EXERCISE REQUIREMENTS: In the text below on chemical injection ports, translate this sentence into Spanish: "Improved chemical distribution over tubing string walls may reduce scale deposition and buildup and as a result minimize any potential production losses, mitigating the need for costly remedial services."

PROVIDED TEXT:

FIG. 11 is a schematic perspective-view diagram of an injected chemical along an inner circumference of a tubing string via a single injection port, as illustrated in FIG. 1, for example. Injected chemical 90 is shown streaking along an internal surface of the production tubing string 13 from the injection port 16.

FIG. 12 is a schematic perspective-view diagram of an injected chemical along an inner circumference of a tubing string via a plurality of injection ports, as illustrated in FIG. 5, for example. A first portion 91 of injected chemical is shown streaking along an internal surface of the production tubing string 13 from the injection port 16. A second portion 92 of injected chemical is shown streaking along an internal surface of the production tubing string 13 from the injection port 22. A third portion 93 of injected chemical is shown streaking along an internal surface of the production tubing string 13 from the injection port 23. A fourth portion 94 of injected chemical is shown streaking along an internal surface of the production tubing string 13 from the injection port 24.

FIG. 13 is a schematic perspective-view diagram of an injected chemical along an inner circumference of a tubing string via a plurality of injection ports, each having a plurality of injection tips, as illustrated in FIGS. 8A and 8B for example. A first grouped portion 95 of injected chemical, is shown streaking along an internal surface of the production tubing string 13 from the injection port 16. As illustrated, the first grouped portion 95 comprises three discrete streaks, but as shown in FIG. 10, the streaks may bleed together, depending on the positioning of the injection tips and based on the relative densities of the injected chemical and the well-bore fluid. A second grouped portion 96 of injected chemical, is shown streaking along an internal surface of the production tubing string 13 from the injection port 71. A third grouped portion 97 of injected chemical, is shown streaking along an internal surface of the production tubing string 13 from the injection port 72. A fourth grouped portion 98 of injected chemical, is shown streaking along an internal surface of the production tubing string 13 from the injection port 73. As with the first grouped portion 95, the second grouped portion 96, the third grouped portion 97, and/or the fourth grouped portion 98 may include discrete or blended streaks. Indeed, all of the grouped portions may blend together so that the entire internal surface of the production tubing string is substantially covered with injected chemical.

FIG. 14 is a schematic perspective-view diagram of an injection port 100 having a plurality of injection tips, each tip having a unique shape. More specifically, the injection port 100 may be fluidically coupled with an injection line 101 through which injected chemical 2 may be supplied. The injection port 100 may include an injection port body 102 and a plurality of injection nozzles 103, 104, 105. Each of the injection nozzles 103, 104, 105 may have an injection nozzle tip 106, 107, 108. The injection nozzle tips 106, 107, 108 may be the same or different. For example a first injection nozzle tip 106 may have a circular or oval shape, a second injection nozzle tip 107 may have a triangular shape, and a third injection nozzle tip 108 may have a star shape. Other shapes may be employed. For example a nozzle tip may be circular, oval, or fan-shaped. The tips may be optimized to help condition the flow and to help the injected chemical effectively lay on the internal surface of the production tubing string and to diffuse as much as possible in a circumferential direction. The size and shape of each tip may be adjusted depending on the flow velocity of the injected chemical and based on the relative densities of the injected chemical and the well-bore fluid. Improved chemical distribution over tubing string walls may reduce scale deposition and buildup and as a result minimize any potential production losses, mitigating the need for costly remedial services.

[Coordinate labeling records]

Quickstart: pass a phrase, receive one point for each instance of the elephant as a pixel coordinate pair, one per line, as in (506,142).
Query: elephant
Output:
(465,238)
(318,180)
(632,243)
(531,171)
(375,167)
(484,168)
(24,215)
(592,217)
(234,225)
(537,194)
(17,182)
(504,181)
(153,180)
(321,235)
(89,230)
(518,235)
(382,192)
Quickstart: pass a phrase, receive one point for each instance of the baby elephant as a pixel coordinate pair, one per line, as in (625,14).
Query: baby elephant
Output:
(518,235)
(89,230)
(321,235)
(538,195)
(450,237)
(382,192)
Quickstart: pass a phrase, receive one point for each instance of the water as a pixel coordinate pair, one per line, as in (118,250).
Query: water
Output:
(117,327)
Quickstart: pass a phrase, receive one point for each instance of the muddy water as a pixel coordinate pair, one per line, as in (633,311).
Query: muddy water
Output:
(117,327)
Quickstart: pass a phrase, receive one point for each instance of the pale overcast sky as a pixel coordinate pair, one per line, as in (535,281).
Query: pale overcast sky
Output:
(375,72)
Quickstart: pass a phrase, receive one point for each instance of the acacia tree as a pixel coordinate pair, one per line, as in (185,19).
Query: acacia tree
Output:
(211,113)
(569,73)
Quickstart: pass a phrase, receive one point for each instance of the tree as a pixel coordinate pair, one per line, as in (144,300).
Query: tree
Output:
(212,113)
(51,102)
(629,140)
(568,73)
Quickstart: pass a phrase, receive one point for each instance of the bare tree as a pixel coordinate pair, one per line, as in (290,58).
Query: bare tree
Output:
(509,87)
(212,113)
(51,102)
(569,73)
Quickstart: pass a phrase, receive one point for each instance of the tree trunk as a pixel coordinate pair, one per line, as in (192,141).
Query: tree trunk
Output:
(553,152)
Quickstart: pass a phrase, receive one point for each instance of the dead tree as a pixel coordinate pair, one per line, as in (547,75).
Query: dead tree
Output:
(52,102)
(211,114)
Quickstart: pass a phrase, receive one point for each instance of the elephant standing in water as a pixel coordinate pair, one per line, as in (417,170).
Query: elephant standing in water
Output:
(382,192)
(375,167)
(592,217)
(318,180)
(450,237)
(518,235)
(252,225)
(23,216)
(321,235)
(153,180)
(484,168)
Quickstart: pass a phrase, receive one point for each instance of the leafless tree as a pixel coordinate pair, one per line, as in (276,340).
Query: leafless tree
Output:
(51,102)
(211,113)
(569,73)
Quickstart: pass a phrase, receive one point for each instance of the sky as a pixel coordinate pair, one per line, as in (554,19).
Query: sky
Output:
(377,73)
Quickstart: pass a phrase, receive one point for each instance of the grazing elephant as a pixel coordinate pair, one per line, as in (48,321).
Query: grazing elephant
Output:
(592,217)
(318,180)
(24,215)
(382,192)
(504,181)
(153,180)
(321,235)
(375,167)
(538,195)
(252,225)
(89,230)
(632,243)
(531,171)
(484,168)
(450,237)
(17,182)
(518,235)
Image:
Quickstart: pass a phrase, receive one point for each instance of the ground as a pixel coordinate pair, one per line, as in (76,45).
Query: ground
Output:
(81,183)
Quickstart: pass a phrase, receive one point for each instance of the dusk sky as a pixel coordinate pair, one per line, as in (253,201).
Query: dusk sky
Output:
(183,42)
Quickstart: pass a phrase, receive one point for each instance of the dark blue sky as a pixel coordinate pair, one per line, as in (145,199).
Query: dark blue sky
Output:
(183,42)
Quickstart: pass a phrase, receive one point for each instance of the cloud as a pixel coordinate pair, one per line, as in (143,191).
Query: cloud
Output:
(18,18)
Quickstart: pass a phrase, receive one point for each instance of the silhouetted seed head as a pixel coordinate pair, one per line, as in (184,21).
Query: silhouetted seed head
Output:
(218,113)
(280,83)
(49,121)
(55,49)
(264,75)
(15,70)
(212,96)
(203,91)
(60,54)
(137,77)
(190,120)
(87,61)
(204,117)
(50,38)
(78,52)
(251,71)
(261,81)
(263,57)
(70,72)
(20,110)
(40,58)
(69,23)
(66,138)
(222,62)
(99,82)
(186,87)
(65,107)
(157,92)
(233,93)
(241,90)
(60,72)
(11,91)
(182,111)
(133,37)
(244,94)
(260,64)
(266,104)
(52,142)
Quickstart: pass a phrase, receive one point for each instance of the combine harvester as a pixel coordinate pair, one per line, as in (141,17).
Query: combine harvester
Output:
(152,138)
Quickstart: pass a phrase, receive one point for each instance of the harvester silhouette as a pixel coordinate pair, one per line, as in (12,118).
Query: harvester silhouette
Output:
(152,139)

EXPECTED ANSWER: Una mejor distribución del producto químico sobre las paredes de la sarta de tubería puede reducir la deposición y acumulación de incrustaciones y, en consecuencia, minimizar cualquier posible pérdida de producción, lo que mitiga la necesidad de costosos servicios de remediación.